• _Point labeling dataset excerpts_:
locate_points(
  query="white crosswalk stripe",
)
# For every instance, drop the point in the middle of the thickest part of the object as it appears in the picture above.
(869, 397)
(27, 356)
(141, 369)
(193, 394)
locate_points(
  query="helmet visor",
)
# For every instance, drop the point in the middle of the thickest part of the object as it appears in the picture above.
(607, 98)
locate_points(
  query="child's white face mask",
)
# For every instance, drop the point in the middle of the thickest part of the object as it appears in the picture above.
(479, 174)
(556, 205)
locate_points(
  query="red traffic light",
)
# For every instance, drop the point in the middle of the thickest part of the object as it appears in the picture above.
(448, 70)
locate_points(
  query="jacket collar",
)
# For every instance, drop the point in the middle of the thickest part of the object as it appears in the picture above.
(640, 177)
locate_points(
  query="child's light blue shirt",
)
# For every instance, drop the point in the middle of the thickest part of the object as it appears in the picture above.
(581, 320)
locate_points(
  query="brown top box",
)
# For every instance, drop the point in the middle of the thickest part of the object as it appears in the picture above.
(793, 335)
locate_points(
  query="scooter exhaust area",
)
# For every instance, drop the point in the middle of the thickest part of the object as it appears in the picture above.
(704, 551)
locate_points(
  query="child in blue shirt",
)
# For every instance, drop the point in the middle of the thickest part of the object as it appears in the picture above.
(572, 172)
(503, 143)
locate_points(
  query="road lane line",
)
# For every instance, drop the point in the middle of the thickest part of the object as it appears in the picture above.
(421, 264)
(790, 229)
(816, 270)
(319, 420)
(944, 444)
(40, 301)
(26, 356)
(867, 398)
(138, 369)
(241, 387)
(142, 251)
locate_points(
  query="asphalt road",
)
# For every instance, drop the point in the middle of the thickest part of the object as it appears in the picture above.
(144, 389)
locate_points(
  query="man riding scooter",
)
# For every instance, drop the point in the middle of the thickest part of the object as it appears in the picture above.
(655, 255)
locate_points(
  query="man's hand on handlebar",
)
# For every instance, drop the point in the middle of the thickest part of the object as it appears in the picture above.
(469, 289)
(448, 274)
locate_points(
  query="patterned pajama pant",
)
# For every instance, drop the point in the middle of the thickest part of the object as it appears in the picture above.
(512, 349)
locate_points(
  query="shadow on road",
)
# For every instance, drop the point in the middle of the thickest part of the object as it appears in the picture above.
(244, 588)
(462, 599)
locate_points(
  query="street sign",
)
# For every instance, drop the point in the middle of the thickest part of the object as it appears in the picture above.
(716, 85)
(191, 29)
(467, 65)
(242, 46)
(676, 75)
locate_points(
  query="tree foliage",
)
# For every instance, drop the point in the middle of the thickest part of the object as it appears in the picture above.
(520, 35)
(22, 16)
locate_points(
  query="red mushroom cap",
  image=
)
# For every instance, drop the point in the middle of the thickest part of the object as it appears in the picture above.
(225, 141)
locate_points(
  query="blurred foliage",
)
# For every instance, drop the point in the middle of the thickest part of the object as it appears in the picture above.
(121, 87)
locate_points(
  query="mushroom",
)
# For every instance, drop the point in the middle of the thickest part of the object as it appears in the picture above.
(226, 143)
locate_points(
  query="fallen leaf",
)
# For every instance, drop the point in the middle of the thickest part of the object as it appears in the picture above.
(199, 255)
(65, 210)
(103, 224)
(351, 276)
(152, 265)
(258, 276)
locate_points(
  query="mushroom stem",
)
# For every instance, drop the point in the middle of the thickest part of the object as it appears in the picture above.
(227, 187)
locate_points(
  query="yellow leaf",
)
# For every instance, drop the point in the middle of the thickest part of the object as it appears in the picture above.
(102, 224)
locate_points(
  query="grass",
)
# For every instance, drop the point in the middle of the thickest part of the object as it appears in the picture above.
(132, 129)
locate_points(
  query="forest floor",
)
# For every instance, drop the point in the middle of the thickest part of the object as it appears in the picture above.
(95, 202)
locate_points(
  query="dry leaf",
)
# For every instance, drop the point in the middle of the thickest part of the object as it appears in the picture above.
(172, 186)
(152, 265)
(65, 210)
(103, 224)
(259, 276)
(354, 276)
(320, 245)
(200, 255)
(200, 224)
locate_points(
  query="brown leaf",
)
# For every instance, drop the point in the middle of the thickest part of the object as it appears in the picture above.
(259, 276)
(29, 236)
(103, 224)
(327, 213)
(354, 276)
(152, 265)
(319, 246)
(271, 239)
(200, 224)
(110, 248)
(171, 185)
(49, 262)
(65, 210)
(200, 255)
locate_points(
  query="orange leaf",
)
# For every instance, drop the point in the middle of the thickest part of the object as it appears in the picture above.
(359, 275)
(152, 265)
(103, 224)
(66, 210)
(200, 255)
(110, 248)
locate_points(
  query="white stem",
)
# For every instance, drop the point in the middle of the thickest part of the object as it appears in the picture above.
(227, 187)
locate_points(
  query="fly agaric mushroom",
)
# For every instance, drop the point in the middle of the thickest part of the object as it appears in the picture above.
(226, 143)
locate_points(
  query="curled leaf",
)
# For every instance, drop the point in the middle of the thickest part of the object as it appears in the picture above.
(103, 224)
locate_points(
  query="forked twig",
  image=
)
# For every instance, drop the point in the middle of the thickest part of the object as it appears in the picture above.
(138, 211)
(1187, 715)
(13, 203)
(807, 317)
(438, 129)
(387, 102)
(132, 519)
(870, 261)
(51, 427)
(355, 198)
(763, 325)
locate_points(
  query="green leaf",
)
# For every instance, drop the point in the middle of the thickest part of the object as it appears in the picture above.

• _Set exercise_: Please output every record, keeping each line exact.

• _Task solution_:
locate_points(
  query="white crosswalk stripe",
)
# For every instance, drop the point in the middle of the thickest part of the object as it appears in the picture above.
(869, 397)
(27, 356)
(141, 369)
(193, 394)
locate_points(
  query="helmet visor",
)
# For every instance, drop the point in the middle of the thickest part of the object as it appears in the picture above.
(607, 98)
locate_points(
  query="child's white face mask",
)
# For every instance, drop the point in the middle of the thickest part of the object as it appears in the picture above.
(479, 174)
(556, 205)
locate_points(
  query="red traffic light",
)
# For every instance, drop the point in the middle of the thickest part of the object as it appears in the picture above.
(448, 70)
locate_points(
  query="jacket collar",
)
# For every instance, drop the point in the middle of the thickest part of the object as it appears in the picture above.
(640, 177)
locate_points(
  query="child's light blue shirt",
)
# For every instance, drop the point in the middle of the thickest part of the object as it appears in the picture above.
(581, 320)
locate_points(
  query="brown top box",
)
# For every instance, drop the point in the middle of the thickest part of the object as it appears in the picture above.
(793, 335)
locate_points(
  query="scooter exhaust area",
)
# For every instance, drop the point in the middle of the thickest part of the object as it appears in the picture above.
(704, 551)
locate_points(
  query="child in blue shirt",
)
# For every instance, drop the point in the middle of the thickest part of the object as it appears in the picture above.
(572, 172)
(503, 143)
locate_points(
  query="road lane line",
)
# For every instance, drop the point in the middle of the thickest part of the object as it appears in the picture above.
(421, 264)
(790, 229)
(816, 270)
(319, 420)
(944, 444)
(40, 301)
(26, 356)
(867, 398)
(138, 369)
(241, 387)
(142, 251)
locate_points(
  query="asphalt road",
)
# For every instance, drop the point in the middle of the thickest part of the object as it appears in the picture above.
(144, 389)
locate_points(
  query="man riding scooter",
)
# For every instance, drop the point in the middle of the thickest part of the object as it appears in the picture above.
(655, 255)
locate_points(
  query="man's hand on handlebar",
)
# For every instance, drop the point in the middle of the thickest part of the object as it appears in the picture above.
(469, 289)
(448, 274)
locate_points(
  query="patterned pajama pant",
)
# For every instance, drop the point in the middle of the thickest part of the object as it appears in the picture above.
(512, 349)
locate_points(
  query="shadow on road",
)
# For every instance, drop the point in the middle of the thickest part of the object as it appears in the picture above.
(244, 588)
(462, 599)
locate_points(
  query="street sign",
)
# For every instance, drop the point in the middle of the thickest part of the object as it appears in the picture above.
(716, 85)
(191, 29)
(467, 65)
(242, 46)
(676, 75)
locate_points(
  query="tree foliage",
)
# For every instance, drop the point in the middle of the thickest part of the object as it appears in the picture above.
(520, 35)
(22, 16)
locate_points(
  query="red mushroom cap",
  image=
)
# For every instance, drop the point in the middle of the thickest part of the object as it appears in the picture above.
(225, 141)
locate_points(
  query="blurred foliage",
)
# For every instance, drop the point in the middle of the thickest part of the object as it appears in the picture above.
(121, 87)
locate_points(
  query="mushroom",
)
# For every instance, drop the point in the middle of the thickest part of the object as it appears in the picture above.
(226, 143)
locate_points(
  query="fallen leaf",
)
# For every instance, drop the point in the middle of the thickest part of the object as it appears in the picture above.
(199, 255)
(65, 210)
(103, 224)
(351, 276)
(152, 265)
(258, 276)
locate_points(
  query="mushroom stem",
)
# For every instance, drop the point in the middle of the thickest part of the object as it appears in the picture above.
(227, 187)
locate_points(
  query="yellow leaf",
)
# For every instance, drop the point in the middle of the thickest part of the object as it appears in the picture above.
(102, 224)
locate_points(
  query="grass",
)
# For every instance, drop the point in the middle of the thickest part of the object as it appears in the picture above.
(132, 129)
locate_points(
  query="forest floor",
)
# For every instance, drop the point in the middle of the thickest part of the object as it appears in the picture above.
(95, 202)
locate_points(
  query="dry leaf",
)
# For every instance, drop the point in the middle of the thickest part of the object as it appears in the picture above.
(172, 186)
(152, 265)
(65, 210)
(103, 224)
(259, 276)
(354, 276)
(320, 245)
(200, 255)
(200, 224)
locate_points(
  query="brown leaf",
)
# For every instance, drop the point in the middle of the thickest part of the object as it appears in the picture above.
(259, 276)
(29, 236)
(103, 224)
(327, 213)
(354, 276)
(152, 265)
(319, 246)
(271, 239)
(200, 224)
(110, 248)
(171, 185)
(49, 262)
(65, 210)
(200, 255)
locate_points(
  query="orange leaf",
)
# For every instance, drop the point in the middle of the thickest part of the object as it appears in the picture above.
(359, 275)
(152, 265)
(103, 224)
(66, 210)
(200, 255)
(110, 248)
locate_points(
  query="white stem",
)
# For every instance, drop the point in the middle of the thickest part of the object as it appears in the picture above.
(227, 187)
locate_points(
  query="fly agaric mushroom",
)
# For every instance, drop the point in the middle of the thickest part of the object as it appears in the picture above.
(226, 143)
locate_points(
  query="curled leaf",
)
# For every instance, drop the point in the middle of the thickest part of the object as it appears in the picture above.
(103, 224)
locate_points(
  query="forked twig",
  image=
)
# For every instance, drop the point in the middle of the thickest part of the object as it appears in the picture above.
(138, 211)
(1187, 715)
(13, 203)
(807, 317)
(438, 129)
(387, 102)
(132, 519)
(870, 261)
(51, 427)
(355, 198)
(763, 325)
locate_points(
  query="green leaf",
)
# For every instance, drop the point in the middle of the thickest part of the object as it appears in the picture above.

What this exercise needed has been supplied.